*EXERCISE OBJECTIVE*. Return each entry precisely as it appears below.

*RECORDS SUPPLIED*.
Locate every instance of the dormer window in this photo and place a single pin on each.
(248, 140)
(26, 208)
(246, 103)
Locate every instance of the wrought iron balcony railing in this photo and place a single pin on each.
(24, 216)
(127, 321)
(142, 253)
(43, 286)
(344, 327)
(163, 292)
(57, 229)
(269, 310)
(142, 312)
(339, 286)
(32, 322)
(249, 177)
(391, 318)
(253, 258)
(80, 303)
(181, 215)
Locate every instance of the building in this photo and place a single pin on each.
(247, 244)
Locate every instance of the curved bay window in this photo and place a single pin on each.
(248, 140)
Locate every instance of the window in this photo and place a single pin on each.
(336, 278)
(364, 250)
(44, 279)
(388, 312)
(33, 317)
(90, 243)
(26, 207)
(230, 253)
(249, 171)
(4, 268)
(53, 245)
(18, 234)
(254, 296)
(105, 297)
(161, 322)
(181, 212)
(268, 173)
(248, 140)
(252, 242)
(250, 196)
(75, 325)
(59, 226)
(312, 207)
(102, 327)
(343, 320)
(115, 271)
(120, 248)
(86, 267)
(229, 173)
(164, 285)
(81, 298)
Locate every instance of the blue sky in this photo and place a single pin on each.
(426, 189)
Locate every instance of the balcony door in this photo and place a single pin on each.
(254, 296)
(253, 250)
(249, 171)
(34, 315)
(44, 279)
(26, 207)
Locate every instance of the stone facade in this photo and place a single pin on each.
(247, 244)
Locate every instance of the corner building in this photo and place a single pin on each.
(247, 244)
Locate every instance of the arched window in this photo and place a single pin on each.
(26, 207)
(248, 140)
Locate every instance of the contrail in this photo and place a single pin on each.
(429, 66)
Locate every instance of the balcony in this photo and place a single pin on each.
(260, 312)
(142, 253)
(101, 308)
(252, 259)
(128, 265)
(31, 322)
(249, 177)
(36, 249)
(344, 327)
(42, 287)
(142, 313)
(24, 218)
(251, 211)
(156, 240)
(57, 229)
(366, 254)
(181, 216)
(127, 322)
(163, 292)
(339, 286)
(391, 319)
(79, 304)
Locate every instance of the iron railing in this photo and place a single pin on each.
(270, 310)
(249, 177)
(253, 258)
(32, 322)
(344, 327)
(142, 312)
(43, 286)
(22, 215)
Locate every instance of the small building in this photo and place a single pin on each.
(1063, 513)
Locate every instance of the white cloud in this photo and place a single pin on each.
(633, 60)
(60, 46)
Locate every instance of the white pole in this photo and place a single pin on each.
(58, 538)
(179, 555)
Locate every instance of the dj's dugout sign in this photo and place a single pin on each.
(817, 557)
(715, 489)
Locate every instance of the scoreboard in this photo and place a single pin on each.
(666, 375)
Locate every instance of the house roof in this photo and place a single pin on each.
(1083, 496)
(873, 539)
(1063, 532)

*WRITTEN RESPONSE*.
Locate every instance of the dormer window in this photo and place a single pin on each.
(248, 140)
(26, 208)
(246, 103)
Locate every instance of the wrought iron balcony railing in this photo and place a single pin on each.
(24, 216)
(127, 321)
(142, 253)
(43, 286)
(344, 327)
(163, 292)
(57, 229)
(269, 310)
(142, 312)
(339, 286)
(32, 322)
(249, 177)
(391, 318)
(253, 258)
(80, 303)
(181, 215)
Locate every instance of the building in this photo and place a single pin on each.
(247, 244)
Locate every instance of the curved bay window in this photo and place a single pin on each.
(248, 140)
Locate every instance of the window in this photo and place a single pin on each.
(336, 278)
(364, 250)
(44, 279)
(388, 312)
(33, 317)
(90, 243)
(26, 207)
(230, 253)
(249, 171)
(4, 268)
(53, 245)
(18, 234)
(254, 296)
(105, 297)
(161, 322)
(181, 212)
(268, 173)
(248, 140)
(252, 242)
(250, 196)
(75, 325)
(59, 226)
(312, 207)
(102, 327)
(343, 320)
(115, 271)
(120, 248)
(86, 267)
(229, 173)
(164, 285)
(81, 298)
Locate every instance of the blue sky in this photo and place a single pin on each.
(426, 189)
Locate every instance of the balcony door in this photo and place a single pin on each.
(254, 296)
(253, 250)
(249, 171)
(34, 315)
(44, 279)
(26, 207)
Locate every instance of the stone facade in this photo and place a single pin on each.
(247, 244)
Locate every instance of the corner building in this photo and place a single pin on each.
(247, 244)
Locate every instance of the arched window in this photo and place a single pin on each.
(26, 207)
(248, 140)
Locate every instance of the contrail in this photo and place a single pin on each.
(429, 66)
Locate every instance of the balcony in this photo and place a single pin on each.
(260, 312)
(142, 253)
(101, 308)
(252, 259)
(128, 265)
(31, 322)
(249, 177)
(36, 249)
(344, 327)
(42, 287)
(142, 313)
(24, 218)
(251, 211)
(156, 240)
(57, 229)
(366, 254)
(181, 216)
(127, 322)
(163, 292)
(339, 286)
(391, 319)
(79, 304)
Locate every instance of the iron railing in this photo and place a single pin on each.
(270, 310)
(249, 177)
(253, 258)
(32, 322)
(344, 327)
(142, 312)
(43, 286)
(22, 215)
Locate every instance of the small building in this photo and place a single pin on each.
(1063, 513)
Locate every instance of the white cloud in this photo and place a single pin on each.
(633, 60)
(60, 46)
Locate every instance of the white pole in this photo and place a single pin on each.
(58, 538)
(179, 555)
Locate every instance of the dj's dugout sign in this photo and place a single pin on each.
(817, 557)
(715, 489)
Locate every instance of the scoreboard in this photo and place a single pin on each.
(666, 375)
Locate every instance of the house roof in this photo and place a single pin on each.
(1083, 496)
(873, 539)
(1063, 532)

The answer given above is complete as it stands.